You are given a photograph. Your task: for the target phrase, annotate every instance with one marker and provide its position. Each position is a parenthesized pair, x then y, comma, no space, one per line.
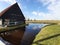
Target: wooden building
(12,16)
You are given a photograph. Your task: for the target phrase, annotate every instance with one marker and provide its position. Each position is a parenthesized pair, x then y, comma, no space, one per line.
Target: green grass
(49,35)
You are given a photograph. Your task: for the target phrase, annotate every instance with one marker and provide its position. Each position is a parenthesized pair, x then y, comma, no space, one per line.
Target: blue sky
(36,9)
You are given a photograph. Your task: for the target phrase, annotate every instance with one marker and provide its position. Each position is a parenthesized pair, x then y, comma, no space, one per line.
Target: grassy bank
(49,35)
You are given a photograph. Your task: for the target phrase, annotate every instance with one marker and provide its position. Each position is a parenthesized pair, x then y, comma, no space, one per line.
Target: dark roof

--

Gib sämtliche Datensätze oben Zeile für Zeile wortgetreu wieder, aber ohne die Bilder.

You are given a photograph. Your task: for the target phrase, annotate every instance with one marker and provide its position. Each position is a parenthesized pair, x then y, comma, no space, one per line.
Target: wooden building
(12,16)
You are given a photograph. Your task: for the target phrase, annotate every instance with one marker and provide its position. Each position is a parenthesized pair, x then y, comma, no space, one per line.
Target: green grass
(49,35)
You are given a photograph. Your task: for the target phrase, annotate every instance with one marker and provide its position. Each position is a parenthesized pair, x then y, comma, no space, one per line.
Target: blue sky
(36,9)
You are given a photograph. Your task: for the target phrase, annotate every instance with one marker and provide its position. Each position is a parenthesized pair, x then y, comma, no space, one per line.
Target: grassy bank
(49,35)
You are given a photograph. Your task: for the target phrase, annotate every instance with one marker and provide its position. Each position is a parenthesized pair, x then y, comma, no space, one per line.
Target: dark roof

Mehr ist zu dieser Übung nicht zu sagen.